PROMPT = Reproduce the entries. Each one must match the original exactly.
* * * * * * * * *
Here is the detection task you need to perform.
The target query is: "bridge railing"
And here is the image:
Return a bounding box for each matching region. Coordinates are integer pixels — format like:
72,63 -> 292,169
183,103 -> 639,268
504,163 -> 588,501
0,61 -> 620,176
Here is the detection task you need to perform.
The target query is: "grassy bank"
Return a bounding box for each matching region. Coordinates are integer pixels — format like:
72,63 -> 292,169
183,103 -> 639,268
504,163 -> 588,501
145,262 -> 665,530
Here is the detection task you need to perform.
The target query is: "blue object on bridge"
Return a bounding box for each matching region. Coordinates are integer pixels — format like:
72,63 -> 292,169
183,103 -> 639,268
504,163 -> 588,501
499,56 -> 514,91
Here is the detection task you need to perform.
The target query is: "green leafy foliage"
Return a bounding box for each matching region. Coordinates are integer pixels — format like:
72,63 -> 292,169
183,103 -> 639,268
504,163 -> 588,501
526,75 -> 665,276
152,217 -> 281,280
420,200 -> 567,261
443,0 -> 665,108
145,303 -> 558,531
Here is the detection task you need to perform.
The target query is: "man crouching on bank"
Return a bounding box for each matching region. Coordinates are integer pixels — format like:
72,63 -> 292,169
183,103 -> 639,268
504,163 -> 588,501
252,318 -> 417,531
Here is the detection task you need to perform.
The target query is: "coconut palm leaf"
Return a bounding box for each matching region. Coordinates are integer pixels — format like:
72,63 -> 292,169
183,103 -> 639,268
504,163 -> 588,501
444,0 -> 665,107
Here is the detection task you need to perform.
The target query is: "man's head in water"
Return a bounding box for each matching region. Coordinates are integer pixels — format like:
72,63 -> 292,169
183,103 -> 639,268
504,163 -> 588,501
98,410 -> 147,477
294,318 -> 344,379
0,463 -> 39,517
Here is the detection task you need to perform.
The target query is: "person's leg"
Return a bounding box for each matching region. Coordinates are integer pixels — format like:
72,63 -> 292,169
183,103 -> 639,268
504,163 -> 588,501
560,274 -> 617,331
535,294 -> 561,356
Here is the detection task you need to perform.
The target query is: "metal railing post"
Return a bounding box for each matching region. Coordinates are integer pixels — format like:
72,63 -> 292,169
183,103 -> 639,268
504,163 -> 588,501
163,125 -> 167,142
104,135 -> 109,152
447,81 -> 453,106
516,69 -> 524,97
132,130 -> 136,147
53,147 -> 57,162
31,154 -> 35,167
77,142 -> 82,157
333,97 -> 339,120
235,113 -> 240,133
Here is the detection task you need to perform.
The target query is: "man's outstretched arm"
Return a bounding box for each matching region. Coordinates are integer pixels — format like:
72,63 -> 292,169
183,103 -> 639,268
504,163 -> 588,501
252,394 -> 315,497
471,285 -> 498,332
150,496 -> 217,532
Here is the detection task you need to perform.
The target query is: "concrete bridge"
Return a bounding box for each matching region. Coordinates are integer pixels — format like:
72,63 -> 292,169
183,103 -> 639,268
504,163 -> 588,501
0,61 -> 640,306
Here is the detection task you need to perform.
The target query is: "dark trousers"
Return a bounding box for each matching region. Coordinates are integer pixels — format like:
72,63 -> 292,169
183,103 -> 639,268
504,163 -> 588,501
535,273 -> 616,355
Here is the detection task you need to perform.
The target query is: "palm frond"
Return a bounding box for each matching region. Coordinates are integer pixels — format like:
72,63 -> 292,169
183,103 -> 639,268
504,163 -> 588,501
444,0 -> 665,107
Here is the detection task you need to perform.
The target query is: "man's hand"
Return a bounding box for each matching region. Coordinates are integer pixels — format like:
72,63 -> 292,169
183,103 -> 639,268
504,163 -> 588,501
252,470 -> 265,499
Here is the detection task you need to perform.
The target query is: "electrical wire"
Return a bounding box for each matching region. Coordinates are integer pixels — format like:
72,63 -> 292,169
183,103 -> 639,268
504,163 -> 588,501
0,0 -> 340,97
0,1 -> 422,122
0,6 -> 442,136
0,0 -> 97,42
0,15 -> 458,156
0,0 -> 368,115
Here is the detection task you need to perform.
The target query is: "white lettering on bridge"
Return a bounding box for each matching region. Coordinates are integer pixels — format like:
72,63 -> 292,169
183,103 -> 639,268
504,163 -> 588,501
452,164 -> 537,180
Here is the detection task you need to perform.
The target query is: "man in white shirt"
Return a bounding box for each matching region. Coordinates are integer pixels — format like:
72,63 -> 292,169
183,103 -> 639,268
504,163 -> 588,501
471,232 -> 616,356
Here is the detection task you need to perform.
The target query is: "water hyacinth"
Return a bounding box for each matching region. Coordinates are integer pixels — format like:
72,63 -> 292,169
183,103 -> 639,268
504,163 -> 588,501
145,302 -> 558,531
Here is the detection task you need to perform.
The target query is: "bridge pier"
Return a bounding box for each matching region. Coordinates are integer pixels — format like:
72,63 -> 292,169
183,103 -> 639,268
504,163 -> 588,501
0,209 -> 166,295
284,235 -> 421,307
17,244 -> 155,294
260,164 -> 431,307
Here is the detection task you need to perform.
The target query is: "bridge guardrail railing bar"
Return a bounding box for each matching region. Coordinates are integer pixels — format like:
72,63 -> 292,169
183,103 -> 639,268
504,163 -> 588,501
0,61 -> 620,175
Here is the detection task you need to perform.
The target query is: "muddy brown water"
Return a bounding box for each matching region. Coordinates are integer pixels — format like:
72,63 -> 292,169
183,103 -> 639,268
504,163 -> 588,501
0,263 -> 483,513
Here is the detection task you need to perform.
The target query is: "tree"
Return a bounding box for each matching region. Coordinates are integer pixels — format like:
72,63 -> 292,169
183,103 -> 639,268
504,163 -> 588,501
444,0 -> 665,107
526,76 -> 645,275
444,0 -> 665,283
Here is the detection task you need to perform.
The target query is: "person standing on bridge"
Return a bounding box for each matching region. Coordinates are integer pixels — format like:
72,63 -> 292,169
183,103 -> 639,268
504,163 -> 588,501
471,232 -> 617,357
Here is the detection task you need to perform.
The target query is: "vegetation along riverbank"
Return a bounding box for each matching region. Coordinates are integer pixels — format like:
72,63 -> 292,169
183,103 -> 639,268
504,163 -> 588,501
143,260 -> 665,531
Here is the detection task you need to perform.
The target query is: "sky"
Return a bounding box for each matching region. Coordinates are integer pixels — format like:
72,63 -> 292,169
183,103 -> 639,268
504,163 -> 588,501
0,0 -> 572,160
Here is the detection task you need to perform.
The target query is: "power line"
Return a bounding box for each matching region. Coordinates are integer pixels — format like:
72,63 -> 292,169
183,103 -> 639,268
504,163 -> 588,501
* * * * * * * * *
RESPONSE AREA =
Here is the detection task you need to perform.
The target query is: "bridge railing"
And here is the image:
Return a bounding box for each matching region. Coordinates are integer pixels — format like:
72,63 -> 292,169
183,103 -> 639,268
504,163 -> 588,501
0,61 -> 620,176
Here is the detection task you need to perform.
The target query is: "grassy bank"
Return a bounding box for each matching region. Coordinates are integer pixels — format like:
72,63 -> 292,169
183,103 -> 639,268
504,163 -> 588,501
145,262 -> 665,530
Here is the detection task you need to perform.
The target query is: "blue object on bridge"
Return a bounding box for each matching region. Coordinates are integer pixels — format like:
72,63 -> 292,169
183,103 -> 639,268
504,163 -> 588,501
499,56 -> 514,91
Here is the detection task you need to perform.
The target query is: "green leafy foliage"
Return a bounding box for each matching region. Coordinates are integer pixels — format like:
72,63 -> 292,169
183,103 -> 639,268
504,163 -> 588,501
526,75 -> 665,276
152,217 -> 281,280
420,200 -> 567,261
443,0 -> 665,108
145,303 -> 558,531
Here is the detection task you need to perform.
The target query is: "man crouching on bank"
Return a bounding box for each matching region. Coordinates are integer pixels — format like:
72,63 -> 292,169
183,103 -> 639,268
504,163 -> 588,501
252,318 -> 417,531
Here is the detection task you need to perform.
The target query is: "coconut palm leaf"
Return a bounding box for each matching region. Coordinates are integer pixels — format like:
72,63 -> 292,169
183,103 -> 639,268
504,163 -> 588,501
444,0 -> 665,107
Here is the detection task you need to perform.
The target query is: "man's head in water"
Return a bounding box for each matching region. Coordinates are integer pixels — format like:
72,63 -> 292,169
183,103 -> 639,268
504,163 -> 588,501
98,410 -> 147,477
294,318 -> 344,379
0,463 -> 39,517
Here is the detection task you need to perform.
The target query is: "person's leg"
Return a bounding box for each matching region. Coordinates are integer pixels — format like:
72,63 -> 292,169
183,103 -> 639,268
504,163 -> 588,501
560,274 -> 617,331
535,294 -> 561,356
Here is the detection task you need to perform.
The target query is: "metal railing post"
Return a bounding box for each matching region. Coordinates are integer pixels — format like:
72,63 -> 292,169
183,103 -> 639,268
504,163 -> 588,501
163,125 -> 167,142
104,135 -> 109,152
447,81 -> 453,106
516,69 -> 524,97
132,130 -> 136,147
53,147 -> 57,162
31,154 -> 35,167
77,142 -> 82,157
333,97 -> 339,120
235,113 -> 240,133
Here is the detection task you need to perform.
The target query is: "man's outstretched arm"
Return a bounding box for each matching region. Coordinates are integer pixels — format like:
72,63 -> 292,169
183,103 -> 639,268
504,163 -> 588,501
252,394 -> 315,497
471,285 -> 498,332
150,496 -> 217,532
Here is the detection task you need to perform.
The target query is: "concrete bridge"
Return a bounding box for each matching region. Coordinates are integer pixels — format like:
72,63 -> 292,169
183,103 -> 639,268
504,163 -> 588,501
0,61 -> 640,306
Here is the detection task you need to perform.
The target query is: "dark trousers"
Return a bounding box for each matching region. Coordinates are integer pixels — format like:
72,63 -> 292,169
183,103 -> 639,268
504,163 -> 588,501
535,273 -> 616,355
Here is the detection task you need to perform.
The target query is: "palm frond"
Return a bounding box for each matching region. Coordinates are integer pixels — format like:
72,63 -> 292,169
183,103 -> 639,268
504,163 -> 588,501
444,0 -> 665,107
Here is the detection task you need to perform.
The target query is: "man's hand"
Return a bounding box for each matching region. Coordinates are integer pixels — format like:
72,63 -> 292,169
183,103 -> 639,268
504,163 -> 588,501
252,470 -> 265,499
Here is the detection task you need to perform.
The target query is: "electrical wire"
Return a bounding box for each matching region. Coordinates are integer pixels — format like:
72,63 -> 292,169
183,103 -> 639,268
504,163 -> 588,501
0,0 -> 340,97
0,1 -> 422,122
0,6 -> 442,136
0,0 -> 97,42
0,15 -> 458,156
0,0 -> 368,115
Here is the detection task you need to perform.
The target query is: "white lettering on bridge"
Return a bounding box for each matching region. Coordinates are integer pixels — format like:
72,63 -> 292,169
183,103 -> 639,268
504,163 -> 588,501
452,164 -> 537,180
Here is the detection task you need to perform.
The target query is: "man in white shirt"
Return a bounding box for each matching region. Coordinates are integer pixels — format like:
72,63 -> 292,169
183,103 -> 639,268
504,163 -> 588,501
471,232 -> 616,356
Here is the detection task you need to perform.
The target query is: "water hyacinth"
Return a bounding box for each matching region. Coordinates are integer pixels — format like:
72,63 -> 292,169
183,103 -> 639,268
504,163 -> 588,501
145,302 -> 558,531
Here is the detection task you need to perform.
The target query is: "bridge pier"
Return a bounding box for each matching region. Coordinates are integer pixels — format like:
72,63 -> 292,169
183,103 -> 639,268
504,163 -> 588,501
0,209 -> 166,295
284,235 -> 421,307
17,244 -> 155,294
260,164 -> 431,307
Here is the detection task you need to perform.
The target query is: "bridge guardrail railing bar"
Return a bounding box for each matching region. Coordinates are integer pixels — format like:
72,63 -> 292,169
183,103 -> 639,268
504,163 -> 588,501
0,61 -> 620,175
Here is the detection task you need to perform.
The target query is: "muddy brown water"
Return a bounding box for each matching region. Coordinates are integer pixels — format like:
72,63 -> 292,169
183,103 -> 639,268
504,163 -> 588,501
0,263 -> 483,513
Here is the detection task you need to perform.
The target query is: "tree"
Return a bounding box for each matching region. Coordinates are integer pixels — format like:
72,63 -> 292,169
183,103 -> 639,268
504,163 -> 588,501
444,0 -> 665,107
526,76 -> 645,275
444,0 -> 665,283
Here is the detection task you need to perform.
The target query is: "person standing on bridge"
Return a bounding box for each matching region. Coordinates are integer pixels — format like:
72,63 -> 292,169
183,103 -> 639,268
504,163 -> 588,501
471,232 -> 617,357
Here is the detection task you need to perform.
The target query is: "vegetation along riverbank"
Return a bounding box for each matching region. Coordinates are integer pixels — format like:
72,63 -> 292,169
183,103 -> 639,268
504,163 -> 588,501
143,260 -> 665,531
Here is the detection task you need to perform.
The target query is: "sky"
Return a bounding box for each matching region. Coordinates are integer pixels — format like:
72,63 -> 292,169
183,103 -> 639,268
504,163 -> 588,501
0,0 -> 572,160
Here is the detection task you need to perform.
The target query is: "power line"
Return a bounding box for each matching region. Coordinates are integer pixels — format like:
72,63 -> 292,169
183,103 -> 639,268
504,163 -> 588,501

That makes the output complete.